» How to complete this task: Please carry on the piece about whether the moon is there when no one observes it, picking up right after its last sentence.

» Extract:
----
This business of "Is the moon there..." is one of the oldest issues known to mankind, and has virtually nothing to do with QM, nor with empirical science. You have your platonic ideals to Hume's extreme skepticism, with which I pretty much agree. As several have pointed out, we observe the moon all the time -- it is, from time-to-time directly visible. When it's not, its gravity has a well defined and well predicted effect on the earth; similarly with the sun, ... Thus it is prudent to assume that the moon is indeed there all the time. Astronauts have confirmed this to a point; during their time their experience told us all that the moon was solid at the surface, was round, ...
The point is that there are other possible configurations, cf. optics and potential theory, that can provide a model of the moon that accounts for what we know of it -- great homework assignment.
So why do we assume the moon is in fact a solid body, much like other planets and moons in the solar system? Its the best Occam game in town. We work with what we call common sense and intuition and assumption -- all of which have changed radically since Plato's time -- sort of like "It's the economy stupid" a memorable statement of recent political affairs.
If you really think about it, there are a huge number of assumptions required to assert that "A is really there" or "B is not there." The key one, to which virtually all of us subscribe, is that there's something out there that generates the signals which we perceive -- and there's no way to find out whether or not that's true, because we rely totally on our perceptions to live, to understand, to do science, and so forth. Over the centuries we have become highly sophisticated, or so we like to think, and we've adopted a perspective on science, made authoritative via Popper's idea of falsification -- hardly a euphonious word --, with which David Hume would agree. And, of course, to date our common assumption of an external world has survived in admirable form. It boils down to: if you cannot observe or measure something by any means, for a short or long time, then you have no empirical way to assert existence during the time of observation -- this is true of legal evidence and reasoning as well as scientific evidence and reasoning. But the assumption of continuity of existence -- including possible alterations by one means or other -- has served us well. But make no mistake: reality is a human invention, a convenient assumption beyond proof.
----
» Data records:
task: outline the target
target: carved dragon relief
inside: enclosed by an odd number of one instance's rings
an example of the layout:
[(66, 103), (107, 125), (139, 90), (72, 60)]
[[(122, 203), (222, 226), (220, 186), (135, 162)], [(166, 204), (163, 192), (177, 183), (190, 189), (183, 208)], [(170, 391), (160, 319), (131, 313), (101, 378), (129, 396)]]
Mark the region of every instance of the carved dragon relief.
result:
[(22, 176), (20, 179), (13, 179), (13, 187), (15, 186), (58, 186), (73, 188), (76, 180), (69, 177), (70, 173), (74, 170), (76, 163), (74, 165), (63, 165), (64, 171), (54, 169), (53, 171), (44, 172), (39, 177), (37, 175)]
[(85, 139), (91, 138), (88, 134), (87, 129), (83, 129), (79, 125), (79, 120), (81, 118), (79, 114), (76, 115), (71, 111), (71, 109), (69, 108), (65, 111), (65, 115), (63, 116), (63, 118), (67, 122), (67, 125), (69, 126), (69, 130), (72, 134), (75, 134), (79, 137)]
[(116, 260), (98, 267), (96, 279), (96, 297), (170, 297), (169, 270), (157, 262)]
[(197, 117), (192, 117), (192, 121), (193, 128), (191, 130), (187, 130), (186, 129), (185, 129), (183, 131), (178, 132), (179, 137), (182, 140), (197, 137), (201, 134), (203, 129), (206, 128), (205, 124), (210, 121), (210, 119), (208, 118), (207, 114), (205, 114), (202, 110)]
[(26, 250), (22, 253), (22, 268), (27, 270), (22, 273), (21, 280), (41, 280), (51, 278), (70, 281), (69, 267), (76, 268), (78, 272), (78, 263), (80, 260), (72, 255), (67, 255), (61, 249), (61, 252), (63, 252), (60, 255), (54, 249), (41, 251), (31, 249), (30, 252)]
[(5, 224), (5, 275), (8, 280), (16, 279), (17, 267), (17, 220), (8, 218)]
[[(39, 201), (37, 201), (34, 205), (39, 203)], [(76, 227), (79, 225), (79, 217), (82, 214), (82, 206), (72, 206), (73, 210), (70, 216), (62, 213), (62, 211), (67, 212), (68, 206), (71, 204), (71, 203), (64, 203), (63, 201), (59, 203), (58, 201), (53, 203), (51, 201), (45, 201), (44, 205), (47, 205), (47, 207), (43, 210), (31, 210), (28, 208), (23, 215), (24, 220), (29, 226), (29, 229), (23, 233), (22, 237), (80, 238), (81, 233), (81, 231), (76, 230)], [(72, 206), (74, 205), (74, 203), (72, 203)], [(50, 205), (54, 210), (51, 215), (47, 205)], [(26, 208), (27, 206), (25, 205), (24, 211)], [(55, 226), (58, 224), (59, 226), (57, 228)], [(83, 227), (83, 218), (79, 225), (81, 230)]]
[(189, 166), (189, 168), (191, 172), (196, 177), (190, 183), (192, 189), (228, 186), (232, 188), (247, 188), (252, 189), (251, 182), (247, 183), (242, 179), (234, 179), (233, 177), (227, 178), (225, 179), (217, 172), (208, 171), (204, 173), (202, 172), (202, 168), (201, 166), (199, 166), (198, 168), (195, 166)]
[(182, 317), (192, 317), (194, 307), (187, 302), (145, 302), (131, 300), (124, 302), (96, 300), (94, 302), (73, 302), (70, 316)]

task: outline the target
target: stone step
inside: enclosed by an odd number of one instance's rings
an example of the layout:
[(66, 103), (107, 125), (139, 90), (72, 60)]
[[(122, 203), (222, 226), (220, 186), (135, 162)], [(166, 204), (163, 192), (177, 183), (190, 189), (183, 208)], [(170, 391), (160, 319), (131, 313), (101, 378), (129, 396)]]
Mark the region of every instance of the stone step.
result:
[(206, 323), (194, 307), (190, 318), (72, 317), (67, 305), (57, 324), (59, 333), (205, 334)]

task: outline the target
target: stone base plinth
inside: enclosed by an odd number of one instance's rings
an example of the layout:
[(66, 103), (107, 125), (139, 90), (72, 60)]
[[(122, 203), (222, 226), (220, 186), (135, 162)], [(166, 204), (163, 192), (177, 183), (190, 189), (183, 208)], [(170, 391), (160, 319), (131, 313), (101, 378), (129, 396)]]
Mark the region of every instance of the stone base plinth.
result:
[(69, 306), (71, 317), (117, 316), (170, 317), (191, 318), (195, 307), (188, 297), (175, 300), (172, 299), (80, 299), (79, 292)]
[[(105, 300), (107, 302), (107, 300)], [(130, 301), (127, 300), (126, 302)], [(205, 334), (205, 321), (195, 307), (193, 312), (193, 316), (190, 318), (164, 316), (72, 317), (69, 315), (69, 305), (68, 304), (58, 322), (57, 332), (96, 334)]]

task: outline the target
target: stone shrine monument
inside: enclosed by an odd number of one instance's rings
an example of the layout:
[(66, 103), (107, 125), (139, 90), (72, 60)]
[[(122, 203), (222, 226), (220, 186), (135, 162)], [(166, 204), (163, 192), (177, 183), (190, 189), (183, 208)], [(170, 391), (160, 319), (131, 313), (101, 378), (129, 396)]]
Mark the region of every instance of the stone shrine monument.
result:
----
» Result of this exercise:
Schrödinger's Cat? Perhaps I'll drum myself of the respectable scientific community, but I have never understood "the problem" since I first heard of it many years ago. In no small measure, my take on this matter has been fortified by many years of day-to-day work with statistics and probability, which I've also taught at the undergraduate level. If you don't know, you don't know. Of course I work with the assumption that we have yet to encounter a cat which in, other than some mystical or a specific medical sense, simultaneously is alive and dead. Why in the world would we assume the cat's state in Schrödinger's experiment takes on a wholly different aspect than one we see in the "real" world? Cats, humans, other animals are either alive or dead -- except, perhaps in unusual medical circumstances -- are either alive or dead. There is, certainly, a probability that the cat is either alive or dead, the two allowed states. And the probability is conditioned on the state of the radioactive system, which does or does not decay. To me, standard probability theory does an Occam-like job with Schrödinger's cat.(Not dissimilar to assuming, in an unwatched horse race, that A won, because just before crossing the finishing line B stopped and tried to turn around. Arguably this could happen, but...)
Suppose you did many EPR experiments with detectors at different distances from the source, or many scattering experiments with detectors spanning the space allowed to the scattered particle. (I mean one set of counters per experiment; not multiple scattering configurations.) You, of course, will find events in different configurations, and different places. That is you will map out the density of events in the appropriate configuration space, and thus you will map out the probability of events. This approach is equally valid in the classical and quantum worlds --measure and count. (Recall that the low energy cross section for charged particle scattering, the Rutherford cross section, is equally valid classically and quantum mechanically. Granted, this scattering phenomena occupies a small portion of the space of all possible scattering experiments. Nonetheless it is suggestive that a straightforward application of basic probability to such low energy scattering is quite appropriate.)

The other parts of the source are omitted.